#### READING TEXT:
When it was time for Jonathan Majors’s ex-girlfriend, Grace Jabbari, to step down from the witness stand at the actor’s domestic-violence trial, she smiled with relief. For three full days, lawyers dissected her drinking habits, text messages, and painful moments in her relationship with the actor. She often paused to take deep breaths, and on multiple occasions, she covered her face to sob. While being forced to repeatedly watch surveillance footage from one of the worst nights of her life, she broke down and asked to leave the courtroom.
She’d seemed exasperated, heartbroken even, but never angry or vengeful. In fact, the British choreographer expressed a remarkable amount of empathy for Majors while on the stand. She described his “violent temper” as “this thing he didn’t want to have.” “I didn’t think it was malicious,” she testified. “I just felt he can’t control it.” After violent outbreaks, she told jurors, Majors said he loved her. He would also self-flagellate, calling himself as a “monster” and, on a few occasions, threatening suicide. Early on in their nearly two-year-long romance he wrote her poems, left sweet notes, and made her feel “loved and cared for.” Jabbari said that they discussed baby names and the actor called her “Mrs. Majors.” On March 24, before Majors struck her head and fractured her finger in a fight over romantic texts he received from another woman, she said the mood was “really nice and loving” as the couple had brunch in Manhattan. It’s clear from Jabbari’s testimony that she didn’t see her boyfriend as a monster.
The jury ultimately did see Majors as guilty of assaulting and harassing Jabbari. (Though he was acquitted on the two most serious charges, which involve the intent to cause physical injury, he now faces up to one year in jail). That verdict, which followed additional testimony from police officers, doctors, and witnesses from the night of the incident, stamps him as a domestic abuser. But it also flattens the complicated relationship dynamic Jabbari described into overly simplistic hero-and-villain archetypes: She was right and he is guilty.
Whether Majors was convicted or acquitted, either outcome seemed unlikely to help prevent future cycles of violence in abusive relationships. On an average day in the Manhattan criminal courthouse’s claustrophobic press room, a space plastered with yellowing tabloid covers that smells like an attic, reporters can usually be found playfully debriefing about the day’s testimony. It can be fun to speculate about whether a juror’s raised eyebrow has some deeper meaning or to poke holes in a lawyer’s argument. But over the last two weeks, the mood was somber. Most of us agreed that there was no one to root for and that the whole situation felt unfortunate.

#### DATA PROVIDED:
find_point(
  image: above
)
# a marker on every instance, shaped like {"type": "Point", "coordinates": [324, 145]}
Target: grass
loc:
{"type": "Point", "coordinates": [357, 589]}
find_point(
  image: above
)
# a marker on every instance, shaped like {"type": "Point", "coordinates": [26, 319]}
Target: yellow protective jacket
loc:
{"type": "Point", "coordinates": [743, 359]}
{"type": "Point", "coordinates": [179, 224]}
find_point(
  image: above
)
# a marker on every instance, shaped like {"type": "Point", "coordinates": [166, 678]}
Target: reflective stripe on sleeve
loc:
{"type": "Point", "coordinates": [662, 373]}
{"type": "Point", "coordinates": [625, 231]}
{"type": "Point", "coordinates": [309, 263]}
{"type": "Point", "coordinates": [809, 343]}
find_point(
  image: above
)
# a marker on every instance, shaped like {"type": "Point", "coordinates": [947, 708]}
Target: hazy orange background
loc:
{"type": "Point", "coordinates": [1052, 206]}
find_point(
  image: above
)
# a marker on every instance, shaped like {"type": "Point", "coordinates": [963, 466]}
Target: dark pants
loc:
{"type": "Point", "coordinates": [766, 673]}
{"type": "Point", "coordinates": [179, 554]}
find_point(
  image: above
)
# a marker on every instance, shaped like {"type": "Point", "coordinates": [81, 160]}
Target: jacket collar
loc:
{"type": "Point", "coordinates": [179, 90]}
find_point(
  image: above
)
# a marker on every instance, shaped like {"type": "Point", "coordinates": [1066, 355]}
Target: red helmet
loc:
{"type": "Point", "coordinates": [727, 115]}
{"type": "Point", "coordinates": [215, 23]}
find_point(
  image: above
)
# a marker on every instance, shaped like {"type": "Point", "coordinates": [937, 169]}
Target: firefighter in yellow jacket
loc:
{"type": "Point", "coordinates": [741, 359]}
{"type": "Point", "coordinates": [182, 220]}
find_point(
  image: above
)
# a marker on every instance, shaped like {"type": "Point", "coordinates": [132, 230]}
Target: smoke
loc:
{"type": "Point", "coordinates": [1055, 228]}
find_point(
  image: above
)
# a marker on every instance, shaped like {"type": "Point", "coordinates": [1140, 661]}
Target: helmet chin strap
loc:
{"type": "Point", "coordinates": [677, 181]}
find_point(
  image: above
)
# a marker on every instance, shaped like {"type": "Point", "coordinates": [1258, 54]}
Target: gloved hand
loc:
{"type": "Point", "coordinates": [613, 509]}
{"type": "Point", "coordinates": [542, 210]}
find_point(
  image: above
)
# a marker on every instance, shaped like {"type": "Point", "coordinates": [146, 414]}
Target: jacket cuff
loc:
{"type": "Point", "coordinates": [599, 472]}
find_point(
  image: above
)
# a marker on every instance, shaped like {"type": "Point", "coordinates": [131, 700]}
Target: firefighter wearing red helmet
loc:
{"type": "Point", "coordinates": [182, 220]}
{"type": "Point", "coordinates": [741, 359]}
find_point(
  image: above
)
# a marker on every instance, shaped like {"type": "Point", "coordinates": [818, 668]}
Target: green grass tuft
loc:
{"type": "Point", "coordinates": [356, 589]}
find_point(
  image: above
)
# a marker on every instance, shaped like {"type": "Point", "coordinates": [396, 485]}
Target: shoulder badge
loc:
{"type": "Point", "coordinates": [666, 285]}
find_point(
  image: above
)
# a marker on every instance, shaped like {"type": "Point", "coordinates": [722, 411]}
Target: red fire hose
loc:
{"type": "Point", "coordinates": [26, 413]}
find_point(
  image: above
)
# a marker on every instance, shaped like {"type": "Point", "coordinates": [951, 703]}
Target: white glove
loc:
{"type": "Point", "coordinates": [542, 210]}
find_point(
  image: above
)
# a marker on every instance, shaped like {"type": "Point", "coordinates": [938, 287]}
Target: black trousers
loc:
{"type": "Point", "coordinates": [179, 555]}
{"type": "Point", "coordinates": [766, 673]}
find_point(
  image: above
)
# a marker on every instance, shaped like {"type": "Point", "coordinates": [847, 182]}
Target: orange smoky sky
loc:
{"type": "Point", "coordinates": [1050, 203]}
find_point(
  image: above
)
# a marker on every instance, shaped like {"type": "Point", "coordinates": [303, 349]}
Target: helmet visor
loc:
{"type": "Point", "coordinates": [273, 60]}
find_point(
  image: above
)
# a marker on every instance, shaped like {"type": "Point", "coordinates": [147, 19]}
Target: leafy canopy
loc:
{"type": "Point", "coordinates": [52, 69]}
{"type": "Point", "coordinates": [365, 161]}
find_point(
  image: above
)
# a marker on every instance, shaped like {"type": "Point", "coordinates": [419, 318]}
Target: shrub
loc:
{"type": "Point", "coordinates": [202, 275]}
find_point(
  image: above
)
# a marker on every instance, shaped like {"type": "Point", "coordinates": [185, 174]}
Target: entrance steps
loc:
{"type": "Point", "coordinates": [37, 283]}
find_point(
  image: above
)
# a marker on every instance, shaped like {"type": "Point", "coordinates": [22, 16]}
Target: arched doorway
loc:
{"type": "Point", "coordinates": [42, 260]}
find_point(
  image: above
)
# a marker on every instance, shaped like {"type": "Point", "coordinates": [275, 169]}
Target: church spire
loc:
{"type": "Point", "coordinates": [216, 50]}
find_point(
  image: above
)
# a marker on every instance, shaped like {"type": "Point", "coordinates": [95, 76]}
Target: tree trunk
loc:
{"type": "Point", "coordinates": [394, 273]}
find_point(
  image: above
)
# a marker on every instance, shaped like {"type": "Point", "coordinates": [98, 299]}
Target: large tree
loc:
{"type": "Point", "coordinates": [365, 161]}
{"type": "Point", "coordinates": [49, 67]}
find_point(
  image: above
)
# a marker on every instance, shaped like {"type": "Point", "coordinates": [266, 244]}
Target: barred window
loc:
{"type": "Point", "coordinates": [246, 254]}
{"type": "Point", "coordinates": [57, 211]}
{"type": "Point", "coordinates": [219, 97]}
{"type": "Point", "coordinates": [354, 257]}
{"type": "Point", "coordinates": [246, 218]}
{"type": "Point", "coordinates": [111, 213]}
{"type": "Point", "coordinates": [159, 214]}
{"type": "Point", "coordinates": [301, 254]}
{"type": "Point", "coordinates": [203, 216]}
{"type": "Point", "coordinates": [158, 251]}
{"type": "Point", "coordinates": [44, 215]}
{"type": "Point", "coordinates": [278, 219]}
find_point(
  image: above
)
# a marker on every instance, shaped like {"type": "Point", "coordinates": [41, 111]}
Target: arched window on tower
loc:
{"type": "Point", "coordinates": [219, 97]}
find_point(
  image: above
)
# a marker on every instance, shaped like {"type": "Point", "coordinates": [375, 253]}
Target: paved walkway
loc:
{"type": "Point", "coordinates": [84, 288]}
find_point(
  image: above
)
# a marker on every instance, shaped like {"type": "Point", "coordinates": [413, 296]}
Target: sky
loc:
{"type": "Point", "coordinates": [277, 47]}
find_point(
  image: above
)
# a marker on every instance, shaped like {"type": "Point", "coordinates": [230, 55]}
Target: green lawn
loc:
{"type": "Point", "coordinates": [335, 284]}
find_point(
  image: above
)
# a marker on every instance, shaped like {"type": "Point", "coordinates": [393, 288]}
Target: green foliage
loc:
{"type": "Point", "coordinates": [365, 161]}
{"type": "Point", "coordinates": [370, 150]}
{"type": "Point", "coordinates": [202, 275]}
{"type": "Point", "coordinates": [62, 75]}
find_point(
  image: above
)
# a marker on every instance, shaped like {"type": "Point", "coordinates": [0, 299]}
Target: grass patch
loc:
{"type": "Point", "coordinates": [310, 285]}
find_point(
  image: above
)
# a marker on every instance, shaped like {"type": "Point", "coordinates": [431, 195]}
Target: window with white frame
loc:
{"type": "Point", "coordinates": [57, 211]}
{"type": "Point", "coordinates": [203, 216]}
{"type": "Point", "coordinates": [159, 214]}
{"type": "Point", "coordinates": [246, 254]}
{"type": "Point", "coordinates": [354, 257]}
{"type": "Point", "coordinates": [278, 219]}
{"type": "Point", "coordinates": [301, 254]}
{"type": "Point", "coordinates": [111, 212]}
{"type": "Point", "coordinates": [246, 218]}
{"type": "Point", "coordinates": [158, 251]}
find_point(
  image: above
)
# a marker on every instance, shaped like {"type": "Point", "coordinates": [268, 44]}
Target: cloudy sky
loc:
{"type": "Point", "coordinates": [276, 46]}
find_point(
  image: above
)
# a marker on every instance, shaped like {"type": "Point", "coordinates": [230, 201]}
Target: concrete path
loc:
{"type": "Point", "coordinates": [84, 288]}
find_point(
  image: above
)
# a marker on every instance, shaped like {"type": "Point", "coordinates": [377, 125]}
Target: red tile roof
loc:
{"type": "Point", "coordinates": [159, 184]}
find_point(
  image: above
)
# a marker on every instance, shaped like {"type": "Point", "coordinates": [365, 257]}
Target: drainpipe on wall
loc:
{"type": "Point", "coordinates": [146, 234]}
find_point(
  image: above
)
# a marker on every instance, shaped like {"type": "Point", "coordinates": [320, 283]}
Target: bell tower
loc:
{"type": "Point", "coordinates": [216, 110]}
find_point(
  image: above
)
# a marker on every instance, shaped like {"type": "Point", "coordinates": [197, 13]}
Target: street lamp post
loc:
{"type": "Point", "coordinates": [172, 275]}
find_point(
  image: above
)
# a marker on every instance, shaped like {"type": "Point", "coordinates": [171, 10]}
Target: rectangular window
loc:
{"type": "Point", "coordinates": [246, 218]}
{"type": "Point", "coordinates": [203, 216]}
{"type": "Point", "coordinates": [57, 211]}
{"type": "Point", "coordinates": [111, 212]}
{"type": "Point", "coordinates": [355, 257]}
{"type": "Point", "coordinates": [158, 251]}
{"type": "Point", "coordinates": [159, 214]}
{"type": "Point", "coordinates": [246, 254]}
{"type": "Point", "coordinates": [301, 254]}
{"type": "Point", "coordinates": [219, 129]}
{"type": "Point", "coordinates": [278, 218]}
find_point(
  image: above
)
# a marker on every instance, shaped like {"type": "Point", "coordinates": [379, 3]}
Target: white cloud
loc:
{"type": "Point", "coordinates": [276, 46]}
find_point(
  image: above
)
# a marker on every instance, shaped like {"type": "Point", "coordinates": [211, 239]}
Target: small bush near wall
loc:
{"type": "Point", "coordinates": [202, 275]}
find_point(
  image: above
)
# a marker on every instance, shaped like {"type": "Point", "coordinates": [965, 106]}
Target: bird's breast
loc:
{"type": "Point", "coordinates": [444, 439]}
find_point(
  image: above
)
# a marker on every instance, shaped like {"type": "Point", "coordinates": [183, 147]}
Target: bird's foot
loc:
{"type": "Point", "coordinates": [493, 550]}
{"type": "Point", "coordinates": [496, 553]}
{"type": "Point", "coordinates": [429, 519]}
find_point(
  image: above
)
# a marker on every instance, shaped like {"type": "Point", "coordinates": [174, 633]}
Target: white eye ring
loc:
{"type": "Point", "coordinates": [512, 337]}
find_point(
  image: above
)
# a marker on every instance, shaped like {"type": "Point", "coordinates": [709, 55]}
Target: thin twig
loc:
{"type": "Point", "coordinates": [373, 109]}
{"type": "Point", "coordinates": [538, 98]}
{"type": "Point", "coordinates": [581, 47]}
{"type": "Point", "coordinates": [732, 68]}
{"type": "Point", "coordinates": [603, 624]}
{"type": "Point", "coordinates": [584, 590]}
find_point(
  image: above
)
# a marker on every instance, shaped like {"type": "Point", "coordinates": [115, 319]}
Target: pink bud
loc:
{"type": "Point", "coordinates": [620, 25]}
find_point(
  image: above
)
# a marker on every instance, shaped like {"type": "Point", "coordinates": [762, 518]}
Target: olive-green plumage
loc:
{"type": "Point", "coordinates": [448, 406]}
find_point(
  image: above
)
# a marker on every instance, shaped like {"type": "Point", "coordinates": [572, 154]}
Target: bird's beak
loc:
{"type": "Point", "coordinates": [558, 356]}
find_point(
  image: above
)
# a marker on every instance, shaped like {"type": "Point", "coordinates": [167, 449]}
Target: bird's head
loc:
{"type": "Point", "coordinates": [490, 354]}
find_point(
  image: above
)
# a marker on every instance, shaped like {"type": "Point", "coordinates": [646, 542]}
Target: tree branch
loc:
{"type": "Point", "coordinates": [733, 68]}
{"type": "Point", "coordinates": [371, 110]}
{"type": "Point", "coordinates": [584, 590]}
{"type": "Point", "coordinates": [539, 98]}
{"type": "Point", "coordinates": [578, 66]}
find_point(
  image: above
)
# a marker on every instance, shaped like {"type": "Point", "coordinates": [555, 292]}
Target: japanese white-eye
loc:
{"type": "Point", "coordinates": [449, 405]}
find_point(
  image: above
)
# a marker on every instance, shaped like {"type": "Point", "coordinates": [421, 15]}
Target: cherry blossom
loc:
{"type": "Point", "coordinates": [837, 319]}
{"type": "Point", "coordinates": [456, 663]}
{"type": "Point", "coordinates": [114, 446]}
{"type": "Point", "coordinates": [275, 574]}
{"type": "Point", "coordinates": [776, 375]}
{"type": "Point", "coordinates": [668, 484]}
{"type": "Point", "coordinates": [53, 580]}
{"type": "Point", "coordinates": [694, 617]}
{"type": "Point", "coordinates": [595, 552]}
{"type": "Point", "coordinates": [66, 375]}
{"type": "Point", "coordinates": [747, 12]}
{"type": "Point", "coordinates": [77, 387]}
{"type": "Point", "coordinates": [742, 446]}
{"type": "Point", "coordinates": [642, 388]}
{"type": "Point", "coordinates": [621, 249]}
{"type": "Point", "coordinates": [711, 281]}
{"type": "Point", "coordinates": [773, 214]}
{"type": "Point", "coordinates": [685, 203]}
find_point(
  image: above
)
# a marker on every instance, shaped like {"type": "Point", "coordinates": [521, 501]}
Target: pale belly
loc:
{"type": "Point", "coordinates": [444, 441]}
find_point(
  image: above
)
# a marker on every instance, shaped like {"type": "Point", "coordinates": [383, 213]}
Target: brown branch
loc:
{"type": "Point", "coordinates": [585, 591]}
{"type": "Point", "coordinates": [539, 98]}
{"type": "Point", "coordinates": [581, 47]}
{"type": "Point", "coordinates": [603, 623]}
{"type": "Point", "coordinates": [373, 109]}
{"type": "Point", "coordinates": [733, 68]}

#### REQUIRED TASKS:
a) In the article on the Jonathan Majors trial, how many days did lawyers spend questioning Grace Jabbari on the witness stand?
b) Pull out every line of the entries that contains the string "tower". Case counts.

#### EXERCISE RESPONSES:
a) Three full days.

b)
Target: arched window on tower
Target: bell tower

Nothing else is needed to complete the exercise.